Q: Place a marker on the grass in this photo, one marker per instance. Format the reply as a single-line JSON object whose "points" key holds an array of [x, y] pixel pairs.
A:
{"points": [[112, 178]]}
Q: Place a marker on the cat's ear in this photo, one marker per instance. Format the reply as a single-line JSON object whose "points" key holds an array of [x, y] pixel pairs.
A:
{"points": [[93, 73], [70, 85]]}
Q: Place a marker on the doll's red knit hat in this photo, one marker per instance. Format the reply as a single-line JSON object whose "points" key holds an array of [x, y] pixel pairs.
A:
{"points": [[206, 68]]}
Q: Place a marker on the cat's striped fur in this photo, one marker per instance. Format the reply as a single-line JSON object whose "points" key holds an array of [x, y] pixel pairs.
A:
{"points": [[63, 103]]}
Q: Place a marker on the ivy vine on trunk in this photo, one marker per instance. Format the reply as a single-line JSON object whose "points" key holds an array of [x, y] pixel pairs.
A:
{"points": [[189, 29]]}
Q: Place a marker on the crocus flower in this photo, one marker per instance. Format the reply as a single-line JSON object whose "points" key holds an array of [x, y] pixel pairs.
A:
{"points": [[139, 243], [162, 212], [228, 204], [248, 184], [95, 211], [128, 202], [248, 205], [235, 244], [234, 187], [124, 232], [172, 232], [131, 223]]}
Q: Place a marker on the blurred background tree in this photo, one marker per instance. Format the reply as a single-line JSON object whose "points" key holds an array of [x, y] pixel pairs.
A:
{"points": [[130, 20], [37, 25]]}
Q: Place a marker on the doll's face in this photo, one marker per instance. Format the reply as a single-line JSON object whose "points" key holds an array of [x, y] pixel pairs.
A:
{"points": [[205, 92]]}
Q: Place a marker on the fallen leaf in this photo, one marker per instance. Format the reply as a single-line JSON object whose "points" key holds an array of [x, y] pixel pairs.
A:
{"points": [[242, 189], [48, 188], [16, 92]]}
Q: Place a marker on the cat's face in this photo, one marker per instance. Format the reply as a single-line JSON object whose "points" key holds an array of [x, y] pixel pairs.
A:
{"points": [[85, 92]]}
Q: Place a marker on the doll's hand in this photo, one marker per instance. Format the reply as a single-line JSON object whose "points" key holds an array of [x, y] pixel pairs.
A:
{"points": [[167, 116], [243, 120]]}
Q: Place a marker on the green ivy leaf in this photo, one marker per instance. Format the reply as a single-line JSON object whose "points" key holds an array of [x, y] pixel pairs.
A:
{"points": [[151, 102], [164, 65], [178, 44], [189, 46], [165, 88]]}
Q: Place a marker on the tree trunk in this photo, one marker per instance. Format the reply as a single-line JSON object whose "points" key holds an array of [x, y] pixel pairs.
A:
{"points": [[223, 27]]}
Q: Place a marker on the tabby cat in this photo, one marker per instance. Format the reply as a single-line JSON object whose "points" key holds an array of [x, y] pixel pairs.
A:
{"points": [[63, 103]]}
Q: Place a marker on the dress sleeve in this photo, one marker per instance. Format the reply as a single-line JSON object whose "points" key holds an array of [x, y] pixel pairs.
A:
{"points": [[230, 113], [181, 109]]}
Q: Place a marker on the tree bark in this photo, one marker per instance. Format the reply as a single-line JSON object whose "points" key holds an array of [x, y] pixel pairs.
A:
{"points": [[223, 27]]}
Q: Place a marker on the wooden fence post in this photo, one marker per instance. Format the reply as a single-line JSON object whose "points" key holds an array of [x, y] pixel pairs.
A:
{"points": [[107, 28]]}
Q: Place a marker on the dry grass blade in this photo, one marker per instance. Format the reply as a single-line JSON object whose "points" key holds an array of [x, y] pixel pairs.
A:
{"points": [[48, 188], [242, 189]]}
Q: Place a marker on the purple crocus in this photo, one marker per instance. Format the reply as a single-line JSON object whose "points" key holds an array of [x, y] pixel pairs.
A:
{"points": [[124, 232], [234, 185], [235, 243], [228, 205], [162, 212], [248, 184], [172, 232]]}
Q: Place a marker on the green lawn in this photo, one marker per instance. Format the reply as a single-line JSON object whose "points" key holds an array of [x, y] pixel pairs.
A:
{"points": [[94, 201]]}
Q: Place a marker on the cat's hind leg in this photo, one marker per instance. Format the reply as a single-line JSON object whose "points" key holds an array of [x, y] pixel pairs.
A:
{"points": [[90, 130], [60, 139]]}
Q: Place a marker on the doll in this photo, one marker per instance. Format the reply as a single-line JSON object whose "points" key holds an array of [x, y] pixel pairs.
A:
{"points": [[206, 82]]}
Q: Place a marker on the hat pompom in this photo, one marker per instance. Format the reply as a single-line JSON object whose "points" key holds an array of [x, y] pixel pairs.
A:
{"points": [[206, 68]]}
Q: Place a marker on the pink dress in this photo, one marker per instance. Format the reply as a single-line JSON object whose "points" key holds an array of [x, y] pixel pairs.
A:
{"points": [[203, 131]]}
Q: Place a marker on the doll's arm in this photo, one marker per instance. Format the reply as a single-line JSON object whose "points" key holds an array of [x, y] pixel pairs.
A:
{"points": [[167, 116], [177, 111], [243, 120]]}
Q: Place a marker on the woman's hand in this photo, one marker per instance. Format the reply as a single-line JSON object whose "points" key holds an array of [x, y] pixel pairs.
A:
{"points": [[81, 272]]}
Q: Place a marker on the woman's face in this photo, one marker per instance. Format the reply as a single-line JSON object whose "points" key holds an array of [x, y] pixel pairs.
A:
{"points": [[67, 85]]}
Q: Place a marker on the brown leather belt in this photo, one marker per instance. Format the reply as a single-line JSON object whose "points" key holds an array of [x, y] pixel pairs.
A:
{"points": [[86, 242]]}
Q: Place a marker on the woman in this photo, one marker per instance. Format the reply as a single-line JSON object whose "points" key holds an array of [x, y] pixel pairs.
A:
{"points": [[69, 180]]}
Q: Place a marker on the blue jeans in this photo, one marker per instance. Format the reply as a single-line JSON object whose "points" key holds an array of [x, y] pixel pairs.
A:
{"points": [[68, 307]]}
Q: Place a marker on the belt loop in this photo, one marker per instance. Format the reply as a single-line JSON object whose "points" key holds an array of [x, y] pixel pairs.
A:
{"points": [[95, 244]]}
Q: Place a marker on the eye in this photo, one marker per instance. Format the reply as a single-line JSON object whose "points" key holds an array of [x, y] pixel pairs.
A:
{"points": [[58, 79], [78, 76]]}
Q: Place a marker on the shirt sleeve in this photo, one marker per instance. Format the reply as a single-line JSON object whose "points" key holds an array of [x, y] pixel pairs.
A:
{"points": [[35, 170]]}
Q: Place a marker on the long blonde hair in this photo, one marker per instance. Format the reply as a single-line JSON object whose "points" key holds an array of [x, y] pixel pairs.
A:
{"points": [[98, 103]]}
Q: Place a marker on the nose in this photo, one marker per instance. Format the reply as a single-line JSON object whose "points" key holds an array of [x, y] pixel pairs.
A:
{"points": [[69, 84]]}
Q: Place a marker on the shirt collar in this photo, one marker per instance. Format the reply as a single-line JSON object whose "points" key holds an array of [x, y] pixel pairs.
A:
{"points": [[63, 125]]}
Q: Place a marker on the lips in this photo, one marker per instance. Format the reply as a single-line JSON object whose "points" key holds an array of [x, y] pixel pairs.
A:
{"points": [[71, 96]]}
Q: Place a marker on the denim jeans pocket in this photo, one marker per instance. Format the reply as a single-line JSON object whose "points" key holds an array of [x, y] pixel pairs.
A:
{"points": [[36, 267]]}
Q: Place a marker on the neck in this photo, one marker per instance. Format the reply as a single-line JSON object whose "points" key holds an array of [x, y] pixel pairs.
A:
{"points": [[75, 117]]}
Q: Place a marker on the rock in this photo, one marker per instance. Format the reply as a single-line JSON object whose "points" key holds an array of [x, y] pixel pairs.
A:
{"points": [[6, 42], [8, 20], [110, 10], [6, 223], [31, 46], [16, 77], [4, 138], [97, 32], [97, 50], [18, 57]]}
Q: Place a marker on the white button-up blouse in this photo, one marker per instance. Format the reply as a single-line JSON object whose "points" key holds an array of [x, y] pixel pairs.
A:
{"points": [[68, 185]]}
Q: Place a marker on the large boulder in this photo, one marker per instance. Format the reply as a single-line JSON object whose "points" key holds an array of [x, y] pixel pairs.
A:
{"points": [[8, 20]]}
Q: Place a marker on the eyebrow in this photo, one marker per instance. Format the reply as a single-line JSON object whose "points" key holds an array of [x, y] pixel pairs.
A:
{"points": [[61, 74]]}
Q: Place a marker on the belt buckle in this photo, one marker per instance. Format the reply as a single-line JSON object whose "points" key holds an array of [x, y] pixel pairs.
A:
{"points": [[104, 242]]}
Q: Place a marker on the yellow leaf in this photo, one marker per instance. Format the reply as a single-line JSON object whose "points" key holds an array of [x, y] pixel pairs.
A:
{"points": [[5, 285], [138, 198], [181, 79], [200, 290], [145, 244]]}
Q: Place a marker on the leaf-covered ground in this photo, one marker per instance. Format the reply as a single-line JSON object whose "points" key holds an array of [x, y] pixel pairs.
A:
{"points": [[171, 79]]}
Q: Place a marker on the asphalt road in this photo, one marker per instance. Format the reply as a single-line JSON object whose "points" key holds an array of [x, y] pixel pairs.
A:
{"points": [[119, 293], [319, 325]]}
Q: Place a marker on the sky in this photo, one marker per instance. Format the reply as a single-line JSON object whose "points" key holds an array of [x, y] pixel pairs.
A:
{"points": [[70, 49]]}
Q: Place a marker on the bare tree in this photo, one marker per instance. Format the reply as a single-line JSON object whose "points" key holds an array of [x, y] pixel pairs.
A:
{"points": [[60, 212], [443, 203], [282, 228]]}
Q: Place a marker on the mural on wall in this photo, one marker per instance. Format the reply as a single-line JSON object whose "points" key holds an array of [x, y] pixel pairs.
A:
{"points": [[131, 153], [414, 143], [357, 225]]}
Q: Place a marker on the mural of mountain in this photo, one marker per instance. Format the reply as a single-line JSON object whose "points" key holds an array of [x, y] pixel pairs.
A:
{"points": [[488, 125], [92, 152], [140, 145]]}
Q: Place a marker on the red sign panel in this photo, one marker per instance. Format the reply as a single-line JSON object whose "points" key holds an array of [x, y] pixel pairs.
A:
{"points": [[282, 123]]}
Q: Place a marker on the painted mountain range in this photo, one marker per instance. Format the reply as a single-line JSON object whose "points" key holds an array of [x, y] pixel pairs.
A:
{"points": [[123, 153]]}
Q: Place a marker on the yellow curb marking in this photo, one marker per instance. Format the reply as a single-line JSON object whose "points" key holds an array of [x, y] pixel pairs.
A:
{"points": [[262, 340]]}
*****
### PROBLEM TO WORK ON
Give the lines from the one containing "Q: Place a marker on the asphalt" through the end of the entries again, exactly as written and with no other lines.

### SOLVED PROBLEM
Q: Place a marker on the asphalt road in this photo, one marker per instance. Format the reply as a single-line JSON object whose "points" key holds an array of [x, y] pixel pairs.
A:
{"points": [[119, 293], [319, 325]]}
Q: Place a marker on the sky in this photo, one marker per instance. Format the reply as a single-line JSON object whose "points" key holds an array of [x, y] pixel pairs.
A:
{"points": [[70, 49]]}
Q: Place a marker on the bare tree in this photo, one marker per instance. Format the reply as a single-line JSON object whose "points" key holds an array of [x, y] pixel pairs.
A:
{"points": [[60, 212], [443, 203], [282, 228]]}
Q: Place a marker on the mural on wall in this photo, one marker per instance. Format the reply as a single-line JSON object whose "points" key holds an array of [x, y] pixel pairs.
A:
{"points": [[131, 153], [414, 143], [357, 225]]}
Q: Place a marker on the mural of mountain in this photo, one marker per instance. Format the reply as a single-line JSON object whose "points" key holds an array of [x, y] pixel pairs.
A:
{"points": [[488, 125], [92, 152], [140, 145]]}
Q: Place a marker on the red sign panel in this photo, one marker per instance. Format the reply as a single-line JSON object whose "points" key holds an array of [x, y] pixel pairs.
A:
{"points": [[282, 123]]}
Q: Place a marker on the painted mountain range in this photo, one marker per instance. Format the reply as a single-line JSON object whose "points" key holds an array of [x, y] pixel pairs.
A:
{"points": [[123, 153]]}
Q: Place a marker on the yellow curb marking in this photo, one marker per instance. Format the reply as a single-line JSON object whose "points" key holds an array of [x, y] pixel pairs.
A:
{"points": [[262, 340]]}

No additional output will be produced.